■ What you should do ■
Whatever the listing holds, output it without alteration.

··········

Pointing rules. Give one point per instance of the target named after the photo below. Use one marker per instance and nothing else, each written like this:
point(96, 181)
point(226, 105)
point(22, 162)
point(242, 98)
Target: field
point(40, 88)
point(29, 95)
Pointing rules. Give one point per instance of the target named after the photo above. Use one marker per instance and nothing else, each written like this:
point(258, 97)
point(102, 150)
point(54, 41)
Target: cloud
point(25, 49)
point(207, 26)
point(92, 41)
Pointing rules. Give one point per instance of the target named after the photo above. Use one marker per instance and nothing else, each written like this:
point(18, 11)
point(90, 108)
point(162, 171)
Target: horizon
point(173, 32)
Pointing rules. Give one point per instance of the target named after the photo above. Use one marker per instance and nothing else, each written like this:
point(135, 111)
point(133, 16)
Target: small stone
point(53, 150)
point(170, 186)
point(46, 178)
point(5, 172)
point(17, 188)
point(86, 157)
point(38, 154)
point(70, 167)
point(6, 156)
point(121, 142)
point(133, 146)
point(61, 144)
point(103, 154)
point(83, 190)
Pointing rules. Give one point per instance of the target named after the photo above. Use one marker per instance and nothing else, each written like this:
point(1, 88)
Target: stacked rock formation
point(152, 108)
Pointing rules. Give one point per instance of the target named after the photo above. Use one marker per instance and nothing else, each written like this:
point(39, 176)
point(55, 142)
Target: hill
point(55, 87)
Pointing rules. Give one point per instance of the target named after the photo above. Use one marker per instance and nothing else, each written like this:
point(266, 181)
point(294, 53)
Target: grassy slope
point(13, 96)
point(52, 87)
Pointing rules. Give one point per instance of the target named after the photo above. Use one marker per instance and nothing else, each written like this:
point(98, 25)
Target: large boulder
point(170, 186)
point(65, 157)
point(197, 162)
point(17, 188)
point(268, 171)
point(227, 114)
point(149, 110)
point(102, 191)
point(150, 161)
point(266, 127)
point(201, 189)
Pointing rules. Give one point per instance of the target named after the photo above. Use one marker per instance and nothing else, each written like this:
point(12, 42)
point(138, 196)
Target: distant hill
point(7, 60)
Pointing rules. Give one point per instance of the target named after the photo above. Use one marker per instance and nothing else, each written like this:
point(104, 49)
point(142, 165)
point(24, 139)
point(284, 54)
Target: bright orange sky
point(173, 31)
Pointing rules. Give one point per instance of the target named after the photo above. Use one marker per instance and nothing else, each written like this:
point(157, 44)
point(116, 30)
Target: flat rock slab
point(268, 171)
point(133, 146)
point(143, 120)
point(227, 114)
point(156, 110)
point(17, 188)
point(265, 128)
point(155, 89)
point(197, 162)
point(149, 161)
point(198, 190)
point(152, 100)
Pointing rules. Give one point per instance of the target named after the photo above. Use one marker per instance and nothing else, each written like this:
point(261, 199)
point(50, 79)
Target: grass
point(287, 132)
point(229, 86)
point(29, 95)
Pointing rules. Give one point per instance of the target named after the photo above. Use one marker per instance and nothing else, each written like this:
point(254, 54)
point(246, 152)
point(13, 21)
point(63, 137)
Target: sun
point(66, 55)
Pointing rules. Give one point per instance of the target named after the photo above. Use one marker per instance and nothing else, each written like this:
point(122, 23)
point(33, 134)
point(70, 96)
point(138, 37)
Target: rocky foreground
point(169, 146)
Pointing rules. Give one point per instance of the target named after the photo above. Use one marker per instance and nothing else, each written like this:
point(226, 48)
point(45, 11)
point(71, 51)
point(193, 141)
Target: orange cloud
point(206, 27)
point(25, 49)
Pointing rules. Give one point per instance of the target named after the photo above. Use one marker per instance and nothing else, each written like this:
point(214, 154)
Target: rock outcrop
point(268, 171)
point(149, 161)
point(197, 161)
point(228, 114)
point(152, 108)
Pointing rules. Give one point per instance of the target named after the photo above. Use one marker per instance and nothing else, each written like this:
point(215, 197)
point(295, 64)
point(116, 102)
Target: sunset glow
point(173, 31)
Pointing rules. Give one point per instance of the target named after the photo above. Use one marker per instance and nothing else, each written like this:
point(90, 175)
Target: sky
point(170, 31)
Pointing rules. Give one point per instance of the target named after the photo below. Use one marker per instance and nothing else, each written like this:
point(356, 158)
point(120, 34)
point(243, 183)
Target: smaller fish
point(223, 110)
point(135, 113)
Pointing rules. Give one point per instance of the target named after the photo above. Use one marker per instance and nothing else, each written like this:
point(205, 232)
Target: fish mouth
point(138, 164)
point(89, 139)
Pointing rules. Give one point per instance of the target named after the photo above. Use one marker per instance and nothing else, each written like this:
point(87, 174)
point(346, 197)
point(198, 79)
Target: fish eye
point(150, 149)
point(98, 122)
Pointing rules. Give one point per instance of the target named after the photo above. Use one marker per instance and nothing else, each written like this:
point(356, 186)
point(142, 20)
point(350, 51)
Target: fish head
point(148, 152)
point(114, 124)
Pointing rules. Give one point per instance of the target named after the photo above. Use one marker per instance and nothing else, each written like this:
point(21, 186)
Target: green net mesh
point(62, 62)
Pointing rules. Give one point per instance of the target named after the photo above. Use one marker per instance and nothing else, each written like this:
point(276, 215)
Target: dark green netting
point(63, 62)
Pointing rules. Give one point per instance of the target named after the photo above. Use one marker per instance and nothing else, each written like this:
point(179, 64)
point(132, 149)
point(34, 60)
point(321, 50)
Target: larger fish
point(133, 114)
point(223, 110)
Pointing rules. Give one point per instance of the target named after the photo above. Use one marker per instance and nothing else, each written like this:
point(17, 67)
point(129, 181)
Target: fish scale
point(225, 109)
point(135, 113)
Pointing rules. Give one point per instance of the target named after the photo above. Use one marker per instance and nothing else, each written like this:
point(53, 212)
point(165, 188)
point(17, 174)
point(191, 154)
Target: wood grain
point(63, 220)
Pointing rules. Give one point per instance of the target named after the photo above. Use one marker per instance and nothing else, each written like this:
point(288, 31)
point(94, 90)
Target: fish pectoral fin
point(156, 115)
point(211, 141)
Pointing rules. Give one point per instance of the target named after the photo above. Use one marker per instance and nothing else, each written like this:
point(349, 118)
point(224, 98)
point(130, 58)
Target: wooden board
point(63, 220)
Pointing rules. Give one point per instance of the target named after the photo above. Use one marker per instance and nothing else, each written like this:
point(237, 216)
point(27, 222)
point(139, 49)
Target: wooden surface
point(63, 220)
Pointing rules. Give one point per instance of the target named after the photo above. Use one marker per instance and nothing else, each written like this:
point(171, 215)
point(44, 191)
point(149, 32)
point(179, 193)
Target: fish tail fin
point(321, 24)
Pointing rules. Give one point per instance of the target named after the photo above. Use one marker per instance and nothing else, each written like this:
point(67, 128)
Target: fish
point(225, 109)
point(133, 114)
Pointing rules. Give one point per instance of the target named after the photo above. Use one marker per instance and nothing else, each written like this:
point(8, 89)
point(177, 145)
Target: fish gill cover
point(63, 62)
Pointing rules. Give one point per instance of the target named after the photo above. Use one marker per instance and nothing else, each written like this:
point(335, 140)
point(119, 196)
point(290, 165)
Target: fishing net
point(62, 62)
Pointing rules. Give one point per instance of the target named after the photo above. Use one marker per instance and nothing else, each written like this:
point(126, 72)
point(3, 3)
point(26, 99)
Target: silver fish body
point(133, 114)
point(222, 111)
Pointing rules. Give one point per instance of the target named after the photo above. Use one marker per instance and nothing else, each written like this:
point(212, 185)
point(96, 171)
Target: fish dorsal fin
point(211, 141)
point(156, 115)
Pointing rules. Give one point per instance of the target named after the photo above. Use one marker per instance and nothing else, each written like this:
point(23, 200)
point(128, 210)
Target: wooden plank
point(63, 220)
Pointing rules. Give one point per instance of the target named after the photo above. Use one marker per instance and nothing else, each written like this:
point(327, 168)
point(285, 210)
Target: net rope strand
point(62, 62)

··········

■ Solution to the problem ■
Pointing rules. Give one point per instance of the target named after the photo below. Use one marker per instance and nothing else, each written like this:
point(96, 181)
point(226, 105)
point(22, 162)
point(242, 98)
Target: field
point(40, 88)
point(29, 95)
Pointing rules. Give one point per instance of the target named after the photo above. Use one marker per instance and nothing else, each written like this:
point(258, 97)
point(102, 150)
point(54, 41)
Target: cloud
point(25, 49)
point(207, 26)
point(92, 41)
Pointing rules. Give one point per instance of the target named after the photo above. Use one marker per instance and nothing else, each written like this:
point(18, 11)
point(90, 108)
point(162, 171)
Target: horizon
point(173, 32)
Pointing rules. Give one point per instance of the target named after the photo above. Use one marker per instance and nothing else, each written like this:
point(135, 111)
point(133, 16)
Target: small stone
point(53, 150)
point(170, 186)
point(46, 178)
point(5, 172)
point(17, 188)
point(86, 157)
point(38, 154)
point(70, 167)
point(6, 156)
point(121, 142)
point(133, 146)
point(61, 144)
point(103, 154)
point(83, 190)
Pointing rules. Give one point per instance of the target named after the photo above. Use one marker per instance and nothing else, each written like this:
point(1, 88)
Target: stacked rock formation
point(152, 108)
Pointing rules. Give one point per instance of the target named after the photo above. Use one marker per instance and nothing else, each written like this:
point(39, 176)
point(55, 142)
Target: hill
point(55, 87)
Pointing rules. Give one point per instance of the target named after the photo above. Use one marker per instance and nothing else, each written like this:
point(266, 181)
point(294, 53)
Target: grassy slope
point(13, 96)
point(52, 87)
Pointing rules. Give one point per instance of the target named after the photo above. Use one marker per instance and nothing else, each written like this:
point(98, 25)
Target: large boulder
point(170, 186)
point(65, 157)
point(197, 162)
point(17, 188)
point(268, 171)
point(227, 114)
point(149, 110)
point(102, 191)
point(150, 161)
point(266, 127)
point(201, 189)
Pointing rules. Give one point per instance of the target named after the photo above. Use one marker per instance and nothing else, each written like this:
point(12, 42)
point(138, 196)
Target: distant hill
point(7, 60)
Pointing rules. Give one point per instance of the target named after the photo above. Use one marker per instance and nothing else, each written like this:
point(104, 49)
point(142, 165)
point(24, 139)
point(284, 54)
Target: bright orange sky
point(173, 31)
Pointing rules. Give one point per instance of the target named after the photo above. Use one marker per instance and nothing else, each written like this:
point(157, 44)
point(116, 30)
Target: flat rock slab
point(268, 171)
point(133, 146)
point(143, 120)
point(227, 114)
point(156, 110)
point(17, 188)
point(265, 128)
point(155, 89)
point(197, 162)
point(149, 161)
point(198, 190)
point(152, 100)
Pointing rules. Give one point per instance of the target named after the photo above. Use one marker per instance and nothing else, each written like this:
point(261, 199)
point(50, 79)
Target: grass
point(287, 132)
point(229, 86)
point(29, 95)
Pointing rules. Give one point per instance of the target named after the photo above. Use one marker per instance and nothing else, each written like this:
point(254, 54)
point(246, 152)
point(13, 21)
point(63, 137)
Target: sun
point(66, 55)
Pointing rules. Give one point per instance of the target named after the photo above. Use one marker per instance and nothing else, each written like this:
point(122, 23)
point(33, 134)
point(70, 96)
point(138, 37)
Target: rocky foreground
point(169, 146)
Pointing rules. Give one point per instance of the target named after the photo above. Use one marker per instance and nothing else, each written like this:
point(226, 48)
point(45, 11)
point(71, 51)
point(193, 141)
Target: orange cloud
point(206, 27)
point(25, 49)
Pointing rules. Give one point per instance of the target named after the photo above. Use one marker per instance and nothing else, each written like this:
point(214, 154)
Target: rock outcrop
point(268, 171)
point(149, 161)
point(197, 161)
point(228, 114)
point(152, 108)
Pointing rules. Give one point per instance of the target named after the photo above. Use one marker per instance and nothing else, each written like this:
point(215, 197)
point(295, 64)
point(116, 102)
Target: sunset glow
point(173, 31)
Pointing rules. Give one point per instance of the target named after the photo above. Use one marker per instance and nothing else, each written like this:
point(90, 175)
Target: sky
point(170, 31)
Pointing rules. Give one point per instance of the target named after the photo below. Use one marker per instance and nothing else, each written like this:
point(356, 158)
point(120, 34)
point(243, 183)
Target: smaller fish
point(223, 110)
point(135, 113)
Pointing rules. Give one point per instance of the target named after the photo above. Use one marker per instance and nothing else, each written like this:
point(205, 232)
Target: fish mouth
point(138, 164)
point(89, 139)
Pointing rules. Give one point per instance of the target named after the photo above. Use one marker per instance and nothing else, each written like this:
point(87, 174)
point(346, 197)
point(198, 79)
Target: fish eye
point(150, 149)
point(98, 122)
Pointing rules. Give one point per instance of the target named after the photo above. Use one marker per instance and nothing else, each written like this:
point(356, 186)
point(142, 20)
point(350, 51)
Target: fish head
point(148, 152)
point(114, 124)
Pointing rules. Give one point per instance of the target named after the photo above. Use one marker per instance and nothing else, each written like this:
point(21, 186)
Target: green net mesh
point(62, 62)
Pointing rules. Give one point per instance of the target named after the photo above. Use one marker per instance and nothing else, each written like this:
point(276, 215)
Target: dark green netting
point(63, 62)
Pointing rules. Give one point per instance of the target named after the photo above. Use one marker per instance and nothing else, each written like this:
point(179, 64)
point(132, 149)
point(34, 60)
point(321, 50)
Target: larger fish
point(133, 114)
point(223, 110)
Pointing rules. Give one point per instance of the target named after the photo above. Use one marker per instance and nothing else, each written like this:
point(17, 67)
point(129, 181)
Target: fish scale
point(225, 109)
point(135, 113)
Pointing rules. Give one point per instance of the target named after the photo above. Use one marker per instance and nothing else, each written like this:
point(53, 212)
point(165, 188)
point(17, 174)
point(191, 154)
Target: wood grain
point(63, 220)
Pointing rules. Give one point per instance of the target named after the photo above. Use one marker per instance and nothing else, each written like this:
point(288, 31)
point(94, 90)
Target: fish pectoral fin
point(156, 115)
point(211, 141)
Pointing rules. Give one point per instance of the target named after the photo above. Use one marker per instance and nothing else, each written like this:
point(349, 118)
point(224, 98)
point(130, 58)
Target: wooden board
point(63, 220)
Pointing rules. Give one point per instance of the target named after the photo above. Use one marker per instance and nothing else, each written like this:
point(237, 216)
point(27, 222)
point(139, 49)
Target: wooden surface
point(63, 220)
Pointing rules. Give one point per instance of the target named after the photo above. Use one marker per instance and nothing else, each written like this:
point(171, 215)
point(44, 191)
point(149, 32)
point(179, 193)
Target: fish tail fin
point(321, 24)
Pointing rules. Give one point per instance of the target named after the photo above. Use one marker per instance and nothing else, each written like this:
point(67, 128)
Target: fish
point(225, 109)
point(133, 114)
Pointing rules. Give one point per instance of the target named after the photo above. Use one marker per instance and nothing else, each written like this:
point(8, 89)
point(177, 145)
Target: fish gill cover
point(63, 62)
Pointing rules. Give one point per instance of the target named after the photo above. Use one marker per instance and nothing else, each written like this:
point(335, 140)
point(119, 196)
point(290, 165)
Target: fishing net
point(62, 62)
Pointing rules. Give one point per instance of the target named after the photo above. Use one marker per instance and nothing else, each written like this:
point(126, 72)
point(3, 3)
point(26, 99)
Target: silver fish body
point(133, 114)
point(222, 111)
Pointing rules. Give one point per instance of the target named after the photo above. Use one marker per instance and nothing else, each written like this:
point(212, 185)
point(96, 171)
Target: fish dorsal fin
point(211, 141)
point(156, 115)
Pointing rules. Give one point per instance of the target named after the photo above. Use one marker per instance and nothing else, each written like this:
point(23, 200)
point(128, 210)
Target: wooden plank
point(63, 220)
Pointing rules. Give one point per instance of the target named after the photo above. Use one marker per instance and nothing else, each written like this:
point(327, 168)
point(285, 210)
Target: net rope strand
point(62, 62)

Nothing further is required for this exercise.